- **Document text**
*** Block opens ***
Data platform development, productionizing personalized recommendations
eBay Classifieds Group / Adevinta (as of June 2021)
Data Engineering and MLOps in the Benelux team, known in NL for Marktplaats.nl and in BE for 2dehands.be/2ememain.be.
My work revolves around building, running and optimising data- and machine learning pipelines in production, impacting millions of people with recommendations, search, fraud detection, etc.Tech: Python, Scala, Spark, Hadoop, SQL, Hive, BigQuery, Cassandra, ElasticSearch, Airflow, Dagster, MLflow, Nomad, Kubernetes, Docker, Linux, CI/CD (Jenkins), Google Cloud Platform
Detecting and localizing infected tulips
H2L Robotics (part time @ 0.2 FTE)
H2L Robotics build robots that drive through tulips fields autonomously, while detecting and localizing sick tulips and applying a treatment.
I worked on the neural network that detects the tulips using cameras. That involved building tools around data processing (e.g. for annotations), writing Keras/TensorFlow code, performing a lot of experiments to figure out what works and what doesn’t.Tech: Python, Keras, TensorFlow, TensorRT, CNNs / ConvNets, Object Detection, Keypoint Detection, MLflow, Linux, Docker, Amazon Web Services
Financial asset management data hub
Helped a financial asset management firm transition to a cloud native data hub on AWS.Tech: Python, Airflow, Spark, Linux, Docker, Amazon Web Services
Deep Turnaround was an initiative to detect events during the aircraft handling process with Deep Learning-based Computer Vision. I built the initial prototype and evangelized it internally. When we got funding to proceed, my main responsibility was detection with high accuracy: initially by implementing Object Detection models using TensorFlow Object Detection API, Kalman-filter based tracking and rule-based event detection. Later on, this transitioned into end-to-end learning on small video clips, using a custom Action Recognition approach based on a DeepMind paper.
Next to that, I also took on a significant chunk of engineering: ETL pipelines (from videos to de-duplicated pre-processed images), low-level TensorFlow code, Airflow DAGs for hyperparameter searches and experimentation, annotation tooling and maintaining Linux systems (on-prem and Azure VMs).
In addition, I played an important role in getting the project off the ground: convince legal to get permission to use the data, convince other stakeholders, determine and validate anonymization strategies, figure out optimal camera positions, perform site surveys, build a strong team, define the roadmap and team priorities.
Last I checked early 2022, the project is still going strong and has survived the COVID pandemic!Tech: Python (pandas, numpy, keras, matplotlib, seaborn, click, OpenCV), TensorFlow, TensorFlow Object Detection API, TensorBoard, CNNs / ConvNets, Object Detection, YOLO, SSD, Faster R-CNN, ResNets, video activity recognition, Inception-based architectures, multi-task learning, Locality Similarity Hashing, Kalman filter tracking, Airflow, MLflow, Spark, Databricks, PostgreSQL, Linux, Azure
Predicted Off-Block Time (Departure Delay Prediction)
*** Block closes ***
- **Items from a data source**
*** Block opens ***
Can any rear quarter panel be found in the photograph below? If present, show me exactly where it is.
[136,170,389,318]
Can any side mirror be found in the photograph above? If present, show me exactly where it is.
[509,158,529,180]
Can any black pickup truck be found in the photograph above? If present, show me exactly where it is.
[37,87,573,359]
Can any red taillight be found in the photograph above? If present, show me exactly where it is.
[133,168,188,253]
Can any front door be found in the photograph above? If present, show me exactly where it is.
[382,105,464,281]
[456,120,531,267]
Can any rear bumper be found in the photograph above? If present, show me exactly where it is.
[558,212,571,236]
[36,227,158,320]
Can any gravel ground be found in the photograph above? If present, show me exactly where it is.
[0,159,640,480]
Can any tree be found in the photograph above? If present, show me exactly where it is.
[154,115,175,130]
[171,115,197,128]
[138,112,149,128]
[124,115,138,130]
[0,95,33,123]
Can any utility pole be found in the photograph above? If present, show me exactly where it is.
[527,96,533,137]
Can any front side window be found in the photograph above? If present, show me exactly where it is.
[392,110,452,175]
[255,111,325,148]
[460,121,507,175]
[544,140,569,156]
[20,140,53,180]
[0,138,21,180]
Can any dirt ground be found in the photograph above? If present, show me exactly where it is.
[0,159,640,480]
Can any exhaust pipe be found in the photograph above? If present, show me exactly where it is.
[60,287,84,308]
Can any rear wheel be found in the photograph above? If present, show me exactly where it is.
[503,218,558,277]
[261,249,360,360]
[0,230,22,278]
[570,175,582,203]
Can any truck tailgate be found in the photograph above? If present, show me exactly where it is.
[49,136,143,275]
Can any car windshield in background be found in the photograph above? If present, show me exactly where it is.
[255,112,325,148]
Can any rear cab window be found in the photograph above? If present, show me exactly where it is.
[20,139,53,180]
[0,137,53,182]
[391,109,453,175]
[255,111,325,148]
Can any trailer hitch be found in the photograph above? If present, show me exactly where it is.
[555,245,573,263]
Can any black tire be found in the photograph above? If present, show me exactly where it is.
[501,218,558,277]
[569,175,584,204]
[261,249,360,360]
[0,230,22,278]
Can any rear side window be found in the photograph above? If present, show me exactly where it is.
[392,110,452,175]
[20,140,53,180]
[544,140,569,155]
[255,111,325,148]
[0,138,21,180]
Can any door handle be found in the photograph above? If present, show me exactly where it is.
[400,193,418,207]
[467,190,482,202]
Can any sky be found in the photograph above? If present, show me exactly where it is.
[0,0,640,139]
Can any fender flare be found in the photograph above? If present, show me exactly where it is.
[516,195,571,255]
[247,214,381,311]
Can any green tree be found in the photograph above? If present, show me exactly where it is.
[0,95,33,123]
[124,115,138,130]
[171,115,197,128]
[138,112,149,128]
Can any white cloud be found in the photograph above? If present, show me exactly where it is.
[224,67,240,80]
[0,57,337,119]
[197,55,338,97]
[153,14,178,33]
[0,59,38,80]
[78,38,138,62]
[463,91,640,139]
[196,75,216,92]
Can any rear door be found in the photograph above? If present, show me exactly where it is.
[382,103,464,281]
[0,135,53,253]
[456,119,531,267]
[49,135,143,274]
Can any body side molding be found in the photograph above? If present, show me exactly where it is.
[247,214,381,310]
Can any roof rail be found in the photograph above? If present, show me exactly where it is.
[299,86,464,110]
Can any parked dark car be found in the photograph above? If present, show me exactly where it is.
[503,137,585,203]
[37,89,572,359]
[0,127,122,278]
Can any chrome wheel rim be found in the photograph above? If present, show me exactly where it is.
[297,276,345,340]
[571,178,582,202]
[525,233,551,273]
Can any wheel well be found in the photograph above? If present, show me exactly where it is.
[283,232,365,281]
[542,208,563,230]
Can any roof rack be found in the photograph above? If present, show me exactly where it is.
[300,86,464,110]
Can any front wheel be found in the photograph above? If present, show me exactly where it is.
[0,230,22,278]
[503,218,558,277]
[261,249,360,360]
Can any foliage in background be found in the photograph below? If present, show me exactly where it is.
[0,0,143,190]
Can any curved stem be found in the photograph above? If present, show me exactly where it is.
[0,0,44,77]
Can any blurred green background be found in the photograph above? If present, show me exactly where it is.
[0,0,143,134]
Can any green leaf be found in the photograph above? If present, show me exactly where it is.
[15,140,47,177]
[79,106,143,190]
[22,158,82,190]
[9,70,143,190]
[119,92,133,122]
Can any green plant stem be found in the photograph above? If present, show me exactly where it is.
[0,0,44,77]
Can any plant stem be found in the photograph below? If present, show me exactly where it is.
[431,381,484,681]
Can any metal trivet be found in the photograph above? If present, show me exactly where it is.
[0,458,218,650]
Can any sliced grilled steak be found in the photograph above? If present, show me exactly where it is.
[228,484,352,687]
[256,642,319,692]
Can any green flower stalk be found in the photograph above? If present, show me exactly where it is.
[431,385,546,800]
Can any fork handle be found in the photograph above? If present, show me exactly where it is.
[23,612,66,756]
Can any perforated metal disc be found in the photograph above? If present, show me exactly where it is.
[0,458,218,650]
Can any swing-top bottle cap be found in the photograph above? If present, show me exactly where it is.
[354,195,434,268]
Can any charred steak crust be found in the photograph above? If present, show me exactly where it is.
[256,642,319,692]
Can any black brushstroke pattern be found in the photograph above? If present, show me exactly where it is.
*** Block closes ***
- **Problem 1**
Answer these about the project portfolio:
(a) At what part-time level did the work for H2L Robotics take place?
(b) On which cloud platform was the financial asset management data hub built?
(c) What was the custom Action Recognition approach in Deep Turnaround based on?
- **Problem 2**
Can you write the next part of the project portfolio, picking up after its final heading?

- **Response box 1**
(a) 0.2 FTE
(b) Amazon Web Services (AWS)
(c) A DeepMind paper

- **Response box 2**
Schiphol has experienced tremendous growth during the last couple of years, and infrastructure has struggled to keep up. The inevitable result is increased delays. I set out to develop a model to predict delay and - in the process - try to get a better understanding of the factors that drive delays.
The final model that maximized predictive accuracy was a boosted tree (XGBoost) model with a lot of feature engineering. The model improved existing estimates of departure time by 15% to 50%. I built an async flight API client, which refreshes on a timer and shows predictions in simple Flask UI. Later on, I built the first version of a low-latency streaming implementation using Spark Structured Streaming on Databricks.Tech: Python (pandas, numpy, scikit-learn, matplotlib, Flask), Jupyter, SQL, Hive, Spark, Spark Structured Streaming, Databricks, random forest regressor, boosted trees (XGBoost), LIME and SHAP
Wi-Fi-Sensor Based Location Analytics
Part of a team that developed a system to measure the presence of Wi-Fi radios using custom Wi-Fi sensors. In essence, this enables insight into the approximate number of people in an area, how long they remain there, which route they take, how often they come back, and so on. This system was deployed at various clients in retail, public transport, facility management and a football stadium.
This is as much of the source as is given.